(BRIEF): Please repeat all of the data below word for word.

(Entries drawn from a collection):
>>>>>

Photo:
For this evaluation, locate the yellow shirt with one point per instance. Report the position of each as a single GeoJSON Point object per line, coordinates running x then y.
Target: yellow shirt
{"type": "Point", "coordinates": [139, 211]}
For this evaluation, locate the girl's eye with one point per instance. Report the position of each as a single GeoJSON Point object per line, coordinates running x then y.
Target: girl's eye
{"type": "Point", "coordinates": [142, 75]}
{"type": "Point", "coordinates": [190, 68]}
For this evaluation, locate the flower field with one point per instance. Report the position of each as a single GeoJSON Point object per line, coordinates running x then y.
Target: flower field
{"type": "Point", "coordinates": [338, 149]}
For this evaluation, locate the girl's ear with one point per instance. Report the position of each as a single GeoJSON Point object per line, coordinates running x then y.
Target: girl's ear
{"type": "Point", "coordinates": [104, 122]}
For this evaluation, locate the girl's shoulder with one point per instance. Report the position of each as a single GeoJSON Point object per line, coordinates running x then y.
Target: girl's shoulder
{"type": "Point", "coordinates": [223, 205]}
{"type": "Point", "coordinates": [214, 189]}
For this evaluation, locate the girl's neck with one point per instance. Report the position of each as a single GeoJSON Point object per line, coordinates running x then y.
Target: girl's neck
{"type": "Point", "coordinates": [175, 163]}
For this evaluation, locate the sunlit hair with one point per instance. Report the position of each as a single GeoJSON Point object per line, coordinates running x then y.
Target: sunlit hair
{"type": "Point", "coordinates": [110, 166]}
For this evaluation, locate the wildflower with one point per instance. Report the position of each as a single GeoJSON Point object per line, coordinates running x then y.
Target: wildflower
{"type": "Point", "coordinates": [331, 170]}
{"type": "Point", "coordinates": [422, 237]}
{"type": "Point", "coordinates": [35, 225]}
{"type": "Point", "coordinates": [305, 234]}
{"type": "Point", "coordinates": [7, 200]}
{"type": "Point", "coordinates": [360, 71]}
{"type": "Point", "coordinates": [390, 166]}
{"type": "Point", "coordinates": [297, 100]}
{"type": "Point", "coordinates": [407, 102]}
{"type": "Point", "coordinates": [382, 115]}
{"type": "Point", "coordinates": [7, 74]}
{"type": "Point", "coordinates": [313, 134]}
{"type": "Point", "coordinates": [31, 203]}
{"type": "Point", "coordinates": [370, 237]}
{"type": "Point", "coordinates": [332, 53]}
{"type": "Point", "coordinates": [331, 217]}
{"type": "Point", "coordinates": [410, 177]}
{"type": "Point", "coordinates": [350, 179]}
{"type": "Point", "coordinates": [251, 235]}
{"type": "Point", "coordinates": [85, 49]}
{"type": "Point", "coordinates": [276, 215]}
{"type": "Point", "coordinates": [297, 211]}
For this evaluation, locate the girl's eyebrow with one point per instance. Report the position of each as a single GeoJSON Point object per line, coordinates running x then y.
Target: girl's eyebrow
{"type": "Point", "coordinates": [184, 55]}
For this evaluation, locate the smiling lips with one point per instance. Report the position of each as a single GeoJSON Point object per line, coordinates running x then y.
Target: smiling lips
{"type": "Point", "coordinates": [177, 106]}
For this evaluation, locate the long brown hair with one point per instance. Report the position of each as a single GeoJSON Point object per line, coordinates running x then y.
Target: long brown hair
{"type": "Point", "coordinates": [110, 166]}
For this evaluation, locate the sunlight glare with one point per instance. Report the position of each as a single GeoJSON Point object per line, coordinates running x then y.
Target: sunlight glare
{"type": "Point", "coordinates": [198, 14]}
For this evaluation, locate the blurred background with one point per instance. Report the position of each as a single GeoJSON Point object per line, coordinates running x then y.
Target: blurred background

<<<<<

(THE RESPONSE):
Photo:
For this evaluation, locate the yellow shirt with one point per instance. Report the position of each as a single GeoJSON Point object per line, coordinates running x then y.
Target: yellow shirt
{"type": "Point", "coordinates": [139, 211]}
For this evaluation, locate the girl's eye with one point per instance. Report the position of each as a single GeoJSON Point object per line, coordinates running x then y.
Target: girl's eye
{"type": "Point", "coordinates": [142, 75]}
{"type": "Point", "coordinates": [190, 68]}
For this evaluation, locate the flower field with one point per instance. Report the position of each as a single GeoJSON Point object per line, coordinates running x then y.
Target: flower field
{"type": "Point", "coordinates": [338, 149]}
For this evaluation, locate the girl's ear with one point per instance. Report the position of each as a single GeoJSON Point object per line, coordinates running x then y.
Target: girl's ear
{"type": "Point", "coordinates": [104, 122]}
For this evaluation, locate the girl's shoulder with one point per instance. Report the position of each as a single GeoJSON Point object per line, coordinates running x then y.
Target: girl's shoulder
{"type": "Point", "coordinates": [223, 205]}
{"type": "Point", "coordinates": [214, 189]}
For this evaluation, locate the girl's neck with one point per instance. Report the position of each as a single GeoJSON Point object per line, coordinates running x then y.
Target: girl's neck
{"type": "Point", "coordinates": [175, 163]}
For this evaluation, locate the sunlit hair with one point per instance. Report the position of each as a single GeoJSON Point object per line, coordinates running x then y.
Target: sunlit hair
{"type": "Point", "coordinates": [110, 166]}
For this evaluation, locate the wildflower with one point per instance. Report the position of each as a single GeoJSON Point object per line, coordinates running x then y.
Target: wildflower
{"type": "Point", "coordinates": [331, 170]}
{"type": "Point", "coordinates": [422, 237]}
{"type": "Point", "coordinates": [35, 225]}
{"type": "Point", "coordinates": [305, 234]}
{"type": "Point", "coordinates": [7, 200]}
{"type": "Point", "coordinates": [360, 71]}
{"type": "Point", "coordinates": [390, 166]}
{"type": "Point", "coordinates": [297, 100]}
{"type": "Point", "coordinates": [407, 102]}
{"type": "Point", "coordinates": [382, 115]}
{"type": "Point", "coordinates": [7, 74]}
{"type": "Point", "coordinates": [313, 134]}
{"type": "Point", "coordinates": [31, 203]}
{"type": "Point", "coordinates": [370, 237]}
{"type": "Point", "coordinates": [332, 53]}
{"type": "Point", "coordinates": [331, 217]}
{"type": "Point", "coordinates": [410, 177]}
{"type": "Point", "coordinates": [350, 179]}
{"type": "Point", "coordinates": [251, 235]}
{"type": "Point", "coordinates": [85, 49]}
{"type": "Point", "coordinates": [276, 215]}
{"type": "Point", "coordinates": [297, 211]}
For this evaluation, locate the girl's eyebrow with one point per instance. Report the position of each as a single GeoJSON Point object per line, coordinates running x then y.
Target: girl's eyebrow
{"type": "Point", "coordinates": [184, 55]}
For this evaluation, locate the smiling lips with one point per instance. Report the position of each as a single GeoJSON Point object per line, coordinates running x then y.
Target: smiling lips
{"type": "Point", "coordinates": [177, 106]}
For this evaluation, locate the long brown hair with one point per instance. Report the position of each as a single GeoJSON Point object per line, coordinates running x then y.
Target: long brown hair
{"type": "Point", "coordinates": [110, 166]}
For this evaluation, locate the sunlight glare with one point per instance. Report the position of each as a single GeoJSON Point object per line, coordinates running x then y.
Target: sunlight glare
{"type": "Point", "coordinates": [198, 14]}
For this evaluation, locate the blurred background with one point per instance. Report the position of each as a single GeoJSON Point object per line, coordinates running x then y.
Target: blurred background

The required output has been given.